→ **SUPPLIED ENTRIES**
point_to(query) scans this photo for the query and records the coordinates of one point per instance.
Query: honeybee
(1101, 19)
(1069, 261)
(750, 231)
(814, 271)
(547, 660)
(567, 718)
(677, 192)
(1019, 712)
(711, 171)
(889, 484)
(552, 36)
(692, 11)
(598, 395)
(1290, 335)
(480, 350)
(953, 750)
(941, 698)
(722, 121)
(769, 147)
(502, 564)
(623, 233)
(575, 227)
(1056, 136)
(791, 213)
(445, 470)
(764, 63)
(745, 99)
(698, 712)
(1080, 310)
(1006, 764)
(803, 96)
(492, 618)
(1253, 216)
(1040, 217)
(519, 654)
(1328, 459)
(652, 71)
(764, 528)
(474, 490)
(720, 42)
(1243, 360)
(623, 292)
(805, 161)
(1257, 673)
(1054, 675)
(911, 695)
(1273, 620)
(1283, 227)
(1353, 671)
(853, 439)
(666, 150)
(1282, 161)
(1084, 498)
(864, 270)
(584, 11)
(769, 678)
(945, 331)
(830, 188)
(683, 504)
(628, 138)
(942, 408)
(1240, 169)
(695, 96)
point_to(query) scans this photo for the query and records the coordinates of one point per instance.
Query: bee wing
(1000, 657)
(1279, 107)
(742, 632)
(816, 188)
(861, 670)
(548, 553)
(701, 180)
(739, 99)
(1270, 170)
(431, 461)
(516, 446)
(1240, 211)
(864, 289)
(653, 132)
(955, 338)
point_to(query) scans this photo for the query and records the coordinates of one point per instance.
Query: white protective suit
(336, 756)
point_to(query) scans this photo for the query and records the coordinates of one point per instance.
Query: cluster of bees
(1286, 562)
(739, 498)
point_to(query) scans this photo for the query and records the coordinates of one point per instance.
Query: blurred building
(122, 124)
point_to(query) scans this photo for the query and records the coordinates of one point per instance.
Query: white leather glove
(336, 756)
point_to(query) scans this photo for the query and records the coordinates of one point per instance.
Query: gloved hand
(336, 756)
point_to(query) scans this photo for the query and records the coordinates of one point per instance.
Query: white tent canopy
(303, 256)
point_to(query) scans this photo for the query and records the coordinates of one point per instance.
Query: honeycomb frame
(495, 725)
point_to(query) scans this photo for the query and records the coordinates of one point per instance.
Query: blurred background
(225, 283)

→ **REQUIREMENT**
Put down each entry again, unchanged and complete.

→ **OUTPUT OF THE EXERCISE**
point_to(query) scans this photo for the query and records the coordinates of one point per instance.
Query: honeybee
(1101, 19)
(1069, 261)
(750, 231)
(814, 271)
(547, 660)
(567, 718)
(677, 192)
(1019, 712)
(711, 171)
(889, 484)
(552, 36)
(692, 11)
(598, 395)
(1290, 335)
(480, 350)
(953, 750)
(941, 698)
(722, 121)
(769, 147)
(502, 564)
(623, 233)
(575, 227)
(1056, 136)
(791, 213)
(445, 470)
(764, 63)
(745, 99)
(698, 712)
(1080, 310)
(1006, 764)
(803, 96)
(492, 618)
(1253, 216)
(1040, 217)
(519, 654)
(1328, 459)
(652, 71)
(764, 528)
(474, 490)
(720, 42)
(1243, 360)
(623, 292)
(805, 161)
(1257, 673)
(1054, 675)
(911, 695)
(1273, 620)
(1283, 227)
(1353, 671)
(853, 439)
(666, 150)
(1282, 161)
(1084, 498)
(864, 270)
(584, 11)
(769, 678)
(945, 331)
(830, 188)
(683, 504)
(628, 138)
(942, 408)
(1240, 169)
(695, 96)
point_to(query) scans this photo for the query and records the coordinates of one point per instance.
Query: bee wing
(1000, 657)
(1279, 107)
(742, 632)
(816, 188)
(861, 670)
(548, 553)
(701, 180)
(739, 99)
(1270, 170)
(431, 461)
(516, 446)
(1240, 211)
(864, 289)
(653, 132)
(955, 338)
point_to(query) scans this photo for the query and records the coordinates of one point per instance.
Query: white protective suit
(336, 756)
point_to(query) scans this photo for the query and records the coordinates of one point per instance.
Query: cluster of bees
(1286, 562)
(739, 498)
point_to(query) scans this photo for the query and records the coordinates of one point per instance.
Query: blurred building
(122, 124)
point_to(query) scans this photo for the query and records the coordinates of one point per instance.
Query: white leather glove
(336, 756)
point_to(query) scans this photo for the query and records the coordinates of one point per instance.
Query: gloved hand
(336, 756)
point_to(query) scans this photo for the query and records the coordinates of one point per instance.
Query: white tent canopy
(303, 256)
point_to(query) scans this photo for the query and records the coordinates of one point per instance.
Query: honeycomb frame
(495, 725)
point_to(query) scans this photo for the query and records the coordinates of one point per instance.
Query: blurred background
(225, 283)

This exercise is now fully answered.